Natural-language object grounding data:
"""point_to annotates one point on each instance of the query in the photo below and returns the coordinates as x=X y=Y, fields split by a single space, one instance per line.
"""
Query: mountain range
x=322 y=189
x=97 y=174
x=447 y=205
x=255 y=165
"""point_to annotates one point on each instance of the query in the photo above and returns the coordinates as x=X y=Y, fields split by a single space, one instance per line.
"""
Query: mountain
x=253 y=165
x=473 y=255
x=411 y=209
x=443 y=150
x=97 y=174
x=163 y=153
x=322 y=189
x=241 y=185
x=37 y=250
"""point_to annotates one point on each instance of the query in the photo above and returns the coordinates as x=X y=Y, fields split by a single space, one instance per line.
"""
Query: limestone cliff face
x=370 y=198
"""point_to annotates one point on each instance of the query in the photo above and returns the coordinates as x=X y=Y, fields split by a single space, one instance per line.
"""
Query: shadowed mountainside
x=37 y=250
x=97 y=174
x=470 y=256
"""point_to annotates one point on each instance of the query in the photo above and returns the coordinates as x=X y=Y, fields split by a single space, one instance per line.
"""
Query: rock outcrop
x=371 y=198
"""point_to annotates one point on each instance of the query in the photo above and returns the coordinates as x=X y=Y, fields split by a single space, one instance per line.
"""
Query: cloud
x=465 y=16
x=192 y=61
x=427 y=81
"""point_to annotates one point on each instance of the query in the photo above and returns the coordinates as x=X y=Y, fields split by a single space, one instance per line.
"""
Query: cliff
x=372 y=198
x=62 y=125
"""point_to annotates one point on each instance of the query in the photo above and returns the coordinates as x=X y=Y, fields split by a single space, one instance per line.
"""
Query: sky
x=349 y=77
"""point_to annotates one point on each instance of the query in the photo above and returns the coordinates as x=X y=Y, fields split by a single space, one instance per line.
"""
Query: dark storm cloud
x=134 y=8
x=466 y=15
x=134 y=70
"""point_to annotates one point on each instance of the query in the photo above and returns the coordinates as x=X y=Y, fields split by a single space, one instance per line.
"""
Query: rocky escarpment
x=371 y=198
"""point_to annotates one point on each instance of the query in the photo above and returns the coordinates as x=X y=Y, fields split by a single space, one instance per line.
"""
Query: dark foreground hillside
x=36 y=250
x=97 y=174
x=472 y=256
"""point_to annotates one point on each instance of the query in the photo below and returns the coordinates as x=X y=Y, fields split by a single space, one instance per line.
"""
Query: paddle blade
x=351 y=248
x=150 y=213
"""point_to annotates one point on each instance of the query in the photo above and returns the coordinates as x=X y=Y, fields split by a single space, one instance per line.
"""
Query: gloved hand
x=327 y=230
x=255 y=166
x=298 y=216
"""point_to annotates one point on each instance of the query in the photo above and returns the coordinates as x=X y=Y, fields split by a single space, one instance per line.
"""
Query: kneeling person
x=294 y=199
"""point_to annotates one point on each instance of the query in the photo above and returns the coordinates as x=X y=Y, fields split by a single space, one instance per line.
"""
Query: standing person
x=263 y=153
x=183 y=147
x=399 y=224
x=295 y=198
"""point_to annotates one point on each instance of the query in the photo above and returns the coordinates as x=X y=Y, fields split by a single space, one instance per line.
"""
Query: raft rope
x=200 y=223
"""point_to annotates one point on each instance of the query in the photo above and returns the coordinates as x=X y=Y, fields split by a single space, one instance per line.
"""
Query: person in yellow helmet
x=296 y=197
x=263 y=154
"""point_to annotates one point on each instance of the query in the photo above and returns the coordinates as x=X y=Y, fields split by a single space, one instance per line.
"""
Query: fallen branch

Required work =
Take each record above and return it verbatim.

Your response =
"""point_to annotates one point on each instance of the query in the photo below and returns the coordinates as x=X y=Y, fields split by a single space, one instance per line.
"""
Query: mountain range
x=322 y=189
x=97 y=174
x=447 y=205
x=255 y=165
"""point_to annotates one point on each instance of the query in the photo above and returns the coordinates as x=X y=Y, fields split by a single space, one instance per line.
"""
Query: mountain
x=253 y=165
x=473 y=255
x=411 y=209
x=443 y=150
x=97 y=174
x=163 y=153
x=322 y=189
x=241 y=185
x=37 y=250
"""point_to annotates one point on each instance of the query in the photo above and returns the coordinates as x=X y=Y, fields split by a single space, one instance per line.
"""
Query: limestone cliff face
x=370 y=198
"""point_to annotates one point on each instance of the query in the photo above and returns the coordinates as x=X y=Y, fields split by a single space, one instance per line.
"""
Query: shadowed mountainside
x=37 y=250
x=97 y=174
x=470 y=256
"""point_to annotates one point on each instance of the query in the photo above and returns the coordinates as x=X y=Y, fields split by a single space, one instance per line.
"""
Query: rock outcrop
x=371 y=198
"""point_to annotates one point on each instance of the query in the photo above and returns the coordinates as x=X y=Y, fields split by a single space, one instance per line.
"""
Query: cloud
x=465 y=16
x=192 y=61
x=427 y=81
"""point_to annotates one point on each instance of the query in the photo above and returns the coordinates as x=X y=Y, fields split by a single space, one instance per line.
"""
Query: cliff
x=372 y=198
x=62 y=125
"""point_to annotates one point on each instance of the query in the photo above and returns the coordinates as x=X y=Y, fields split by a single space, one instance per line.
"""
Query: sky
x=349 y=77
"""point_to annotates one point on each instance of the query in the photo above and returns the coordinates as x=X y=Y, fields split by a single space, one instance per line.
"""
Query: dark storm cloud
x=134 y=8
x=466 y=15
x=134 y=70
"""point_to annotates one point on each instance of the query in the photo above and returns the coordinates as x=X y=Y, fields split by a single space, one instance per line.
"""
Query: rocky escarpment
x=371 y=198
"""point_to annotates one point on each instance of the query in the photo above and returns the coordinates as x=X y=Y, fields split by a single space, one instance per line.
"""
Query: dark foreground hillside
x=36 y=250
x=97 y=174
x=472 y=256
"""point_to annotates one point on each instance of the query in the photo below and returns the coordinates as x=X y=Y, fields split by a single space, one instance per line.
"""
Query: paddle blade
x=351 y=248
x=150 y=213
"""point_to annotates one point on each instance of the query in the photo above and returns the coordinates as x=X y=Y, fields split by a single space, one instance per line.
"""
Query: gloved hand
x=327 y=230
x=255 y=166
x=298 y=216
"""point_to annotates one point on each instance of the query in the photo above and returns the coordinates as x=X y=Y, fields split by a single space, one instance per line.
"""
Query: kneeling person
x=294 y=199
"""point_to annotates one point on each instance of the query in the photo above and returns the coordinates as x=X y=Y, fields split by a single space, one instance per line.
"""
Query: standing person
x=263 y=153
x=183 y=147
x=399 y=224
x=295 y=198
"""point_to annotates one point on each instance of the query in the photo above and returns the coordinates as x=X y=Y, fields split by a single space, one instance per line.
"""
Query: raft rope
x=200 y=223
"""point_to annotates one point on each instance of the query in the photo above and returns the coordinates as x=X y=Y, fields split by a single space, one instance per line.
"""
Query: person in yellow helmet
x=296 y=197
x=263 y=154
"""point_to annotates one point on each instance of the query in the photo above and returns the coordinates as x=X y=Y, fields split by a single space, one instance per line.
"""
Query: fallen branch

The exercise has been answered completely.